▶ Text provided:

Want to amend FL Constitution to ban assault weapons or allow pot? It may get harder.
At the urging of Gov. Ron DeSantis and corporate interests, Republican lawmakers last year made it dramatically harder for groups to gather petitions to change the Florida Constitution.
This year, they’re looking to make it even tougher — so much so that even some GOP senators object.
A Senate committee, along party lines, advanced Wednesday a bill that would likely increase the cost and the amount of time it takes to get amendments on the ballot.
Groups wanting to amend the state’s Constitution would have to gather more than three times as many signatures before being deemed eligible for the ballot by a review from the Florida Supreme Court. On top of that, each signature could cost more.
The changes would be so drastic that Sen. Jeff Brandes, R-St. Petersburg, called the requirements “burdensome and close to legislative bondage.” Brandes and two other Republican senators, who all voted for the bill, said they wouldn’t vote for it again unless it was modified significantly.
“It shouldn’t be one of these convoluted processes where you get tripped up at one place or the other,” Sen. Tom Lee, R-Thonotosassa, said. “It is too strong. It is too convoluted.”

▶ Material provided:
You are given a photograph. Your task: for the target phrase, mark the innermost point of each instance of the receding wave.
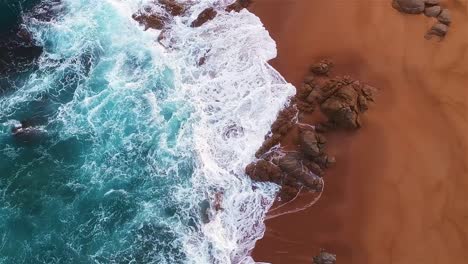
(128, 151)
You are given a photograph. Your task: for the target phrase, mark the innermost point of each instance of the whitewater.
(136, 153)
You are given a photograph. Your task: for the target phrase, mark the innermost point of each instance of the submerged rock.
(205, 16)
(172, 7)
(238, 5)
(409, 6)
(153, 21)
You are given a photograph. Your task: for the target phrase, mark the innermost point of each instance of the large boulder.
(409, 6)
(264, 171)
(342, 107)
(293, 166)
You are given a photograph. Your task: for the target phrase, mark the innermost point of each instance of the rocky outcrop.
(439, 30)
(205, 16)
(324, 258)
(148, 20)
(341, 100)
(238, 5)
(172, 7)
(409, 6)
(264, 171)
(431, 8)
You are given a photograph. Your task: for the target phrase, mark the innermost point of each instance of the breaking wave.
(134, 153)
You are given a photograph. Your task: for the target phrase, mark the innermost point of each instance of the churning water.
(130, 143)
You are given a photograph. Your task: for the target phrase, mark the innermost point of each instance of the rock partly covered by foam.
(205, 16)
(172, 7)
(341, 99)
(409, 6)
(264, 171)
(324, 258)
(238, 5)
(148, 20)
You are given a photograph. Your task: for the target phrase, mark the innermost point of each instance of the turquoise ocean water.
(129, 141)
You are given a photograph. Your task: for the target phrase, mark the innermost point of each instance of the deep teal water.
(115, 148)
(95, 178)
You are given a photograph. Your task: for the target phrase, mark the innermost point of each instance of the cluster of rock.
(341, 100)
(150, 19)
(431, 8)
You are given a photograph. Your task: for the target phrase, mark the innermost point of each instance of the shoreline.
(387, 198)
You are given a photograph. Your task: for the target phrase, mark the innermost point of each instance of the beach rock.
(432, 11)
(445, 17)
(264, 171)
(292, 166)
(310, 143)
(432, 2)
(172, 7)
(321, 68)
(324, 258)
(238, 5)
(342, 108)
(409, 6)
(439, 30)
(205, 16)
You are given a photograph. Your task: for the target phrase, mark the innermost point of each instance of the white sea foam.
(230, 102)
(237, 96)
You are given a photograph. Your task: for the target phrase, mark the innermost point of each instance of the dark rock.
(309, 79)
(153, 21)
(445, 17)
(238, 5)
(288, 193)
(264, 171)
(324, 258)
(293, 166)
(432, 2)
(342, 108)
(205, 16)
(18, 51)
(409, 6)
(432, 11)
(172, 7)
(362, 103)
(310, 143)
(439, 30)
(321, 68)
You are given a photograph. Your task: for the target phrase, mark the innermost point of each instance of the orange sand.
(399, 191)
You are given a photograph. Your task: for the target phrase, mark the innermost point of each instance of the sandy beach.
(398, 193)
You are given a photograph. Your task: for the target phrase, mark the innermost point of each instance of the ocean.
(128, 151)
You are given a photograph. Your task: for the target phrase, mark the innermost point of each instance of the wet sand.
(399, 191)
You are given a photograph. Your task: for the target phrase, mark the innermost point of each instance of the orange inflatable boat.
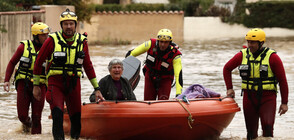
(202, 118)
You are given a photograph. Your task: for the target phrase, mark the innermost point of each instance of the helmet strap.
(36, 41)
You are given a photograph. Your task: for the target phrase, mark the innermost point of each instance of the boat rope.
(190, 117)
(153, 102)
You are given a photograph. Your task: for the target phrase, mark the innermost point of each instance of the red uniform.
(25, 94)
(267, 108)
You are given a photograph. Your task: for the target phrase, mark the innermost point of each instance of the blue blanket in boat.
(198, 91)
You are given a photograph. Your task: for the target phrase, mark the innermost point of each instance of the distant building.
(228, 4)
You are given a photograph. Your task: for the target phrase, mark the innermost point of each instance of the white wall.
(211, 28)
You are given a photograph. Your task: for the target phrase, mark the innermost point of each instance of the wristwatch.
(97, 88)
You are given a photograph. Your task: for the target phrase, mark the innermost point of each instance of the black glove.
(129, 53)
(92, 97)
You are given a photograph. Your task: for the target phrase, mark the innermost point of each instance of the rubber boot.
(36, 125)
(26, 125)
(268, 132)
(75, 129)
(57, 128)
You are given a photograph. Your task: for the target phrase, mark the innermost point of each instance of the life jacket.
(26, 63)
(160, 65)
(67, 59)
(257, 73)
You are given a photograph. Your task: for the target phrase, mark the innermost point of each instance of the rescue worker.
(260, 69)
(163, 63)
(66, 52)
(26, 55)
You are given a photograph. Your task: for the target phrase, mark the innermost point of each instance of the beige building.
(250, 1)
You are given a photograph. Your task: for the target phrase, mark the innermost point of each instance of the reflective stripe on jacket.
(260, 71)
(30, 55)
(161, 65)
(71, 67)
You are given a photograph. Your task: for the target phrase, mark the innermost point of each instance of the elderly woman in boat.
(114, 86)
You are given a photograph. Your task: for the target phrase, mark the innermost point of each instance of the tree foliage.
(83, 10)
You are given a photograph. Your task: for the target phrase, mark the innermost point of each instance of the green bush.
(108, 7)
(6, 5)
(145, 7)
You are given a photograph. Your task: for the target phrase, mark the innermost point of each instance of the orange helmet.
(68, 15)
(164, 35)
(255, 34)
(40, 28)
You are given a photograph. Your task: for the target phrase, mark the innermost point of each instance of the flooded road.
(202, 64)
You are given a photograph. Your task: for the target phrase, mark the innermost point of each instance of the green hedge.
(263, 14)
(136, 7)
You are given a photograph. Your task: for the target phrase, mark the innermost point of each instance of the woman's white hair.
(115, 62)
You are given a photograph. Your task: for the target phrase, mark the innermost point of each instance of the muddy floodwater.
--
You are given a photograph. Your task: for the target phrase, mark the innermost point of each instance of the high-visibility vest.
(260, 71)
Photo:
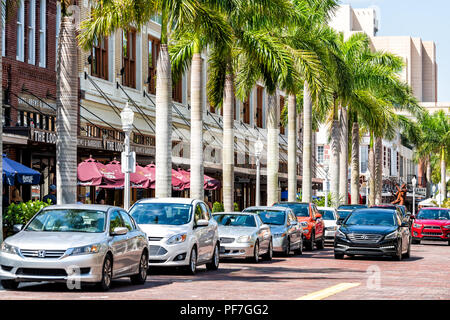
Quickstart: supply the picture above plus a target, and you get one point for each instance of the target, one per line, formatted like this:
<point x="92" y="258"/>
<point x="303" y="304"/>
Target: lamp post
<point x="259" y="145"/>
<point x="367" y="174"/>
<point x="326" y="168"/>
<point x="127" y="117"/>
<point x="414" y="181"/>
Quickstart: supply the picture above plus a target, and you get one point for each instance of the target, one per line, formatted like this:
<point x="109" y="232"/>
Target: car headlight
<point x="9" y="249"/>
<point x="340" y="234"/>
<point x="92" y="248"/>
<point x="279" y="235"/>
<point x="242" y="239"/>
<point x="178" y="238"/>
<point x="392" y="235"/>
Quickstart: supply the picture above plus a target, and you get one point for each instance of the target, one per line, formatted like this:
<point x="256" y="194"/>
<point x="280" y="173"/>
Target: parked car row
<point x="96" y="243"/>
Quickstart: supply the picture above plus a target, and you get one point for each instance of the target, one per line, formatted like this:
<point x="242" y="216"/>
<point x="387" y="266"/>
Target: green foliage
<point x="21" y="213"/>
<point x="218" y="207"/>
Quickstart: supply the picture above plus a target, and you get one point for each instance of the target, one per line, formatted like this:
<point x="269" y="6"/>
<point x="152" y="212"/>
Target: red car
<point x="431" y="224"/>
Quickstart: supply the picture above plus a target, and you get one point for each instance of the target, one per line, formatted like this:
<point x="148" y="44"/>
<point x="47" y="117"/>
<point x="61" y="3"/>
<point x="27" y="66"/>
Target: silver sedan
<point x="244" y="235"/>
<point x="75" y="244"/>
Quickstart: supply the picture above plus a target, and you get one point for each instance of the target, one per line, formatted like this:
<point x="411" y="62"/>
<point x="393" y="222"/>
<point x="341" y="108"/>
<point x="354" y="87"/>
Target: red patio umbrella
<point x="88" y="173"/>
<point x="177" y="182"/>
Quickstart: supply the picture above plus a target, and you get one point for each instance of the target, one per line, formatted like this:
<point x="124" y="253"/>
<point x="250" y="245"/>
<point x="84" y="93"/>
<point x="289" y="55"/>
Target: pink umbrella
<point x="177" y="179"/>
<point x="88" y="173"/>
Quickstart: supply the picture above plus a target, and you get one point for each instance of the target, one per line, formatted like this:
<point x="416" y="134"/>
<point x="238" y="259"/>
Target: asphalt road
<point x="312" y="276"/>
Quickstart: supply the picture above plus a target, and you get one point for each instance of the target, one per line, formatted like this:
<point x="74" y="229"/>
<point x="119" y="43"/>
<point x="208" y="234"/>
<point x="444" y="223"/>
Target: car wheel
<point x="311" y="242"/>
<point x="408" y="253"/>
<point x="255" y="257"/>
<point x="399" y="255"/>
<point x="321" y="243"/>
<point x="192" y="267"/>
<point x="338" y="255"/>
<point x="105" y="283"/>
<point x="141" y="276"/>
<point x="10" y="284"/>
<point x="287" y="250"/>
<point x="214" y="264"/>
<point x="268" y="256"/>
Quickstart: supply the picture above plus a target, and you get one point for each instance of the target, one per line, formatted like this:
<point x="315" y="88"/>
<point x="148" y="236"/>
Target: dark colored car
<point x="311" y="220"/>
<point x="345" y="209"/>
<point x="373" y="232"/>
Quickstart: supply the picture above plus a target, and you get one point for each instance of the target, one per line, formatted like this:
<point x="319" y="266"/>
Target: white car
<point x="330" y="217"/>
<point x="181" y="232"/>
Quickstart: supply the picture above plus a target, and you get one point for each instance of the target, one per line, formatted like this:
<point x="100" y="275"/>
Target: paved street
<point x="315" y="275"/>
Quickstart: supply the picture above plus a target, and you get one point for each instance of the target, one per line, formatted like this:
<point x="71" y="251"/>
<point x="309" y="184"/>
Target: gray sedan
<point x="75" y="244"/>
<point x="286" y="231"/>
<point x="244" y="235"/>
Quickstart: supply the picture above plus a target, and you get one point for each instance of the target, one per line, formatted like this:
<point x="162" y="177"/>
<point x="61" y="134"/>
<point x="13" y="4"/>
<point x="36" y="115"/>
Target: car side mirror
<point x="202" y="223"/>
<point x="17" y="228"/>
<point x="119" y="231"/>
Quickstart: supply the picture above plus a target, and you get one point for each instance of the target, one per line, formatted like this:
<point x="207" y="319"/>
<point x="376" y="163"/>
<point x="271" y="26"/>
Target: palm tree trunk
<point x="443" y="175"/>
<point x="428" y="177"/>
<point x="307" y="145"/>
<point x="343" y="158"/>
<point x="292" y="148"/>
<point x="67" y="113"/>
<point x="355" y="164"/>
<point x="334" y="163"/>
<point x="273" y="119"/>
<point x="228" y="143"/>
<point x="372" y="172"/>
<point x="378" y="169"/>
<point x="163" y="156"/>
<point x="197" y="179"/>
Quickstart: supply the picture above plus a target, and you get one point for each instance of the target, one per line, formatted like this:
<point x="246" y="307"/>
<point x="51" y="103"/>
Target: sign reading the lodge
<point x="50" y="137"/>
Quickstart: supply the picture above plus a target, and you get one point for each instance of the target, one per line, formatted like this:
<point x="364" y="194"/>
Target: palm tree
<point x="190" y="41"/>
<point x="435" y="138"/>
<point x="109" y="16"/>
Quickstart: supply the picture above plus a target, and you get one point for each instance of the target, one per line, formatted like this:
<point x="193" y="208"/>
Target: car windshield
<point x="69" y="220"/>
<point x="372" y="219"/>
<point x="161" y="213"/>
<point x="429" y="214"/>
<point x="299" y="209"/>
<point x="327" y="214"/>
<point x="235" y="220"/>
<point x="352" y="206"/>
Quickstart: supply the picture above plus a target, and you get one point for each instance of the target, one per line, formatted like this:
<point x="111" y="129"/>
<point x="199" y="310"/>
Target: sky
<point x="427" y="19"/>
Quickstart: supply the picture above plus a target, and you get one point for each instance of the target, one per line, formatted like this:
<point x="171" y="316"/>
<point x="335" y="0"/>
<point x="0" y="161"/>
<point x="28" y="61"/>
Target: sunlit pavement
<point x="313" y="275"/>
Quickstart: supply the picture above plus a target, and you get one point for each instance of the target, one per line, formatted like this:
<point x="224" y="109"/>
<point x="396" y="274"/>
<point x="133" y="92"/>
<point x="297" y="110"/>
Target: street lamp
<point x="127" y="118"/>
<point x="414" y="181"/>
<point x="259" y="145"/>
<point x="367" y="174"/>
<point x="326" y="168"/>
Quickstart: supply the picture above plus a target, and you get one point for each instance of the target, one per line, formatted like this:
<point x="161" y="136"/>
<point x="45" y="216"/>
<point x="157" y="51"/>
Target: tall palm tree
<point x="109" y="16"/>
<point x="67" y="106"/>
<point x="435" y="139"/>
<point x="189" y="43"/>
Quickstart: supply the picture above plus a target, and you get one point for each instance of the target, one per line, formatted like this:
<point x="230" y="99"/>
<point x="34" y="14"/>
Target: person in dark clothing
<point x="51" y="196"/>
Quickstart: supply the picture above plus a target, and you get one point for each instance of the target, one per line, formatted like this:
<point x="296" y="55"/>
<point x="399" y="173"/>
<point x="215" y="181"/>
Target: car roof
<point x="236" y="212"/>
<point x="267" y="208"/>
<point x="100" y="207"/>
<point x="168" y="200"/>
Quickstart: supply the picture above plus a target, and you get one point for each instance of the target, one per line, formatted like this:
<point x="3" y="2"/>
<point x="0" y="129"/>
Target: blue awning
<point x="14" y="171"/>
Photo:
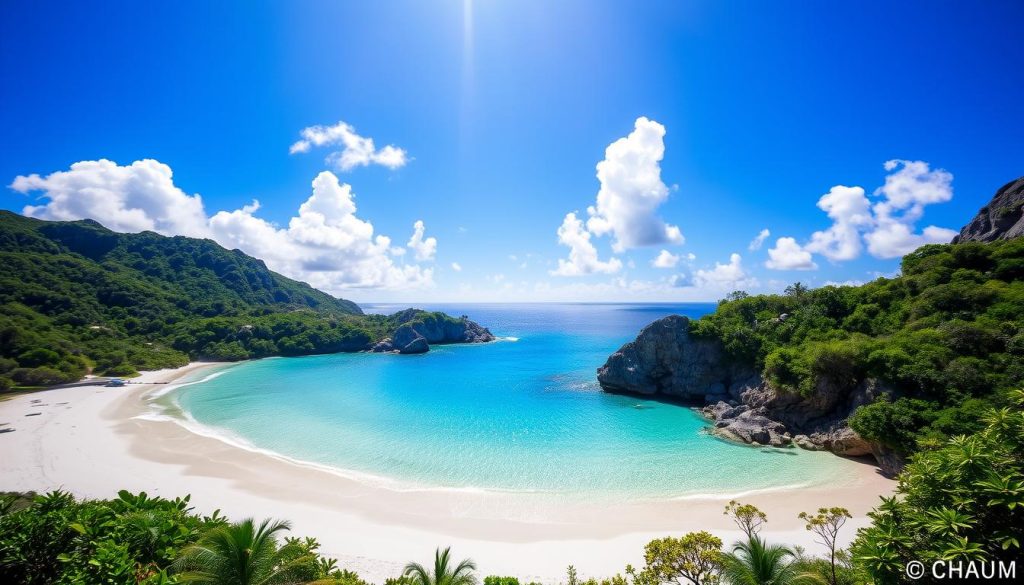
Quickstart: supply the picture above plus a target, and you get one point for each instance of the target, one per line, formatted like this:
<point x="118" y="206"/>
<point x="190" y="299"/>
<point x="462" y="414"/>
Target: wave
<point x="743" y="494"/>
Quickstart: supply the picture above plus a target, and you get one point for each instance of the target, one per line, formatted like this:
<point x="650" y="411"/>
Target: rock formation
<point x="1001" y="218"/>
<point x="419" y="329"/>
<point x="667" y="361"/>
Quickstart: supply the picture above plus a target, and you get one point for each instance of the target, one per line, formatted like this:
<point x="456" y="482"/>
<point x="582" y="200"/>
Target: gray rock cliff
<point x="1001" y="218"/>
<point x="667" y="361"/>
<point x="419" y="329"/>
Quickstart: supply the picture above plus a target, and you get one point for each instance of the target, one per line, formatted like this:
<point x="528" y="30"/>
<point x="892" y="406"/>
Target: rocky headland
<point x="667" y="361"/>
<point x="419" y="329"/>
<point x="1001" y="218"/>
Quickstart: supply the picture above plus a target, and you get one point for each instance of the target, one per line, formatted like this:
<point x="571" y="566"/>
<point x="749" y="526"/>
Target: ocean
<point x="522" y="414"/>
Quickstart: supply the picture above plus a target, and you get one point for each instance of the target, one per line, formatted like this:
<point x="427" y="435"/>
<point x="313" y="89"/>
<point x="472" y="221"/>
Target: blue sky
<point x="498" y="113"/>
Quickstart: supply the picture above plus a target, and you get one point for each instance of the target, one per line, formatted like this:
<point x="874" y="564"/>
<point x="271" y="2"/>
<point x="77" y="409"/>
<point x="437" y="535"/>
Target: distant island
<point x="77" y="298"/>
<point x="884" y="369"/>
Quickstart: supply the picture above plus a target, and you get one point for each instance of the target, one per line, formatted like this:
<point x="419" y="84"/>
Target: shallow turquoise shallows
--
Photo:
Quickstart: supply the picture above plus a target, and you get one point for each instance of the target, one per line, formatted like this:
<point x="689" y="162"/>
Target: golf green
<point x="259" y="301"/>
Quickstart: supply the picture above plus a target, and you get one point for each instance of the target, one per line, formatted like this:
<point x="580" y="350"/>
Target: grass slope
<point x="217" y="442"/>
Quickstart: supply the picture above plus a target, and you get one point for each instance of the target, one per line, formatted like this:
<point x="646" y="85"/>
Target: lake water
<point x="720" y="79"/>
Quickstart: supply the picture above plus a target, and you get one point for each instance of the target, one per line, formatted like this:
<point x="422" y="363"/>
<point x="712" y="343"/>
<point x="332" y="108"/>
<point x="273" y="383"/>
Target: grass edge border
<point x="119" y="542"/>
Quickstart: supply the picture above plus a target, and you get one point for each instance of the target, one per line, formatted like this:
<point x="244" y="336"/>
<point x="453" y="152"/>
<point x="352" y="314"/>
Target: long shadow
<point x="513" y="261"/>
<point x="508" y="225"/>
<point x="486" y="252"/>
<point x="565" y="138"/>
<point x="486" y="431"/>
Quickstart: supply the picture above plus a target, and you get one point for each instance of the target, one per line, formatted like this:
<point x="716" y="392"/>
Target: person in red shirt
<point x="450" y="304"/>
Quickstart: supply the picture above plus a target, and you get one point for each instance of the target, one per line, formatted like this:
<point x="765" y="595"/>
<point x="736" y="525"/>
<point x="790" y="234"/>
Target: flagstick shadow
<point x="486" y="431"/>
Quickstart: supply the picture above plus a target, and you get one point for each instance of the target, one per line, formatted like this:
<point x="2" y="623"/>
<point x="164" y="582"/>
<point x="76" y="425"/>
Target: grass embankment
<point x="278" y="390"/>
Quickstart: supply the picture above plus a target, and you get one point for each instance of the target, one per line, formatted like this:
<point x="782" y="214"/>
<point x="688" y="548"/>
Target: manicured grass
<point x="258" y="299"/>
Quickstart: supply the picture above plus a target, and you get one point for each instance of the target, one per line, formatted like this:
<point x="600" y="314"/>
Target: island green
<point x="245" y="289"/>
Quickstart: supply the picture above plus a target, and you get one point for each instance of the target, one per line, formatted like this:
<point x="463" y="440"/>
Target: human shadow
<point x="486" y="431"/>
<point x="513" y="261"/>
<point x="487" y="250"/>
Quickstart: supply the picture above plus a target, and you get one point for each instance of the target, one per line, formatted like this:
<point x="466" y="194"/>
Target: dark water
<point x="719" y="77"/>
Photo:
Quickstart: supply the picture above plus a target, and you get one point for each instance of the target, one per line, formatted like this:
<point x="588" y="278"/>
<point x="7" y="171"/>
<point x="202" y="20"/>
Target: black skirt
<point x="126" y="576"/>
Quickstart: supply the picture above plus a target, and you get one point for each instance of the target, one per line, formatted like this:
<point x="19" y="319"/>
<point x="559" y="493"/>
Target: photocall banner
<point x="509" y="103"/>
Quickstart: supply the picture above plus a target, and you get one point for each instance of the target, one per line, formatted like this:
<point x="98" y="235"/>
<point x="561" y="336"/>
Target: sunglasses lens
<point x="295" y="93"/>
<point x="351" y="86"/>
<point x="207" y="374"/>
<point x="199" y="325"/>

▶ Work instruction 1: Name every person identified by name in the article on amending the Florida Constitution.
▶ Work instruction 2: Do these statements agree with the article on amending the Florida Constitution? Answer yes or no for each, quoting the deciding words. (a) The Senate committee advanced the bill along party lines. (b) Sen. Jeff Brandes voted against the bill. (c) Groups would need twice as many signatures as before.
▶ Work instruction 3: Carry on the article about the tougher rules for amending the Florida Constitution, starting after its last sentence.

▶ Exercise result 1: Ron DeSantis, Jeff Brandes, Tom Lee

▶ Exercise result 2:
(a) Yes: "A Senate committee, along party lines, advanced Wednesday a bill"
(b) No: "Brandes and two other Republican senators, who all voted for the bill"
(c) No: "more than three times as many signatures"

▶ Exercise result 3:
The next stop for the bill, Senate Bill 1794, is the Senate floor. A similar bill in the House has already made it to the House floor.
In the two decades that Republicans have controlled Florida’s Legislature and the governor’s mansion, they’ve steadily made it harder to pass amendments to the Constitution. To make it on the ballot, organizers of a petition need to gather 766,200 signatures, and 60% of those voting need to approve it to become law.
Despite the restrictions, Floridians, and liberal groups in particular, have succeeded in passing amendments to the Constitution that allowed the use of medical marijuana, provided money to protect environmental lands and a required that lawmakers draw fair legislative and congressional districts.
In 2018, Amendment 4, which allowed most felons to regain their voting rights, received more votes than any person up for election that fall. Lawmakers last year, urged by DeSantis — an opponent of the felon-voting amendment — passed a bill in the final hours of the legislative session that restricted who could gather signatures and how those people were paid.
“Last year, we had so many amendments that I think we need reform,” DeSantis said after session ended last year. “We’ve let too much policy go into the Constitution.”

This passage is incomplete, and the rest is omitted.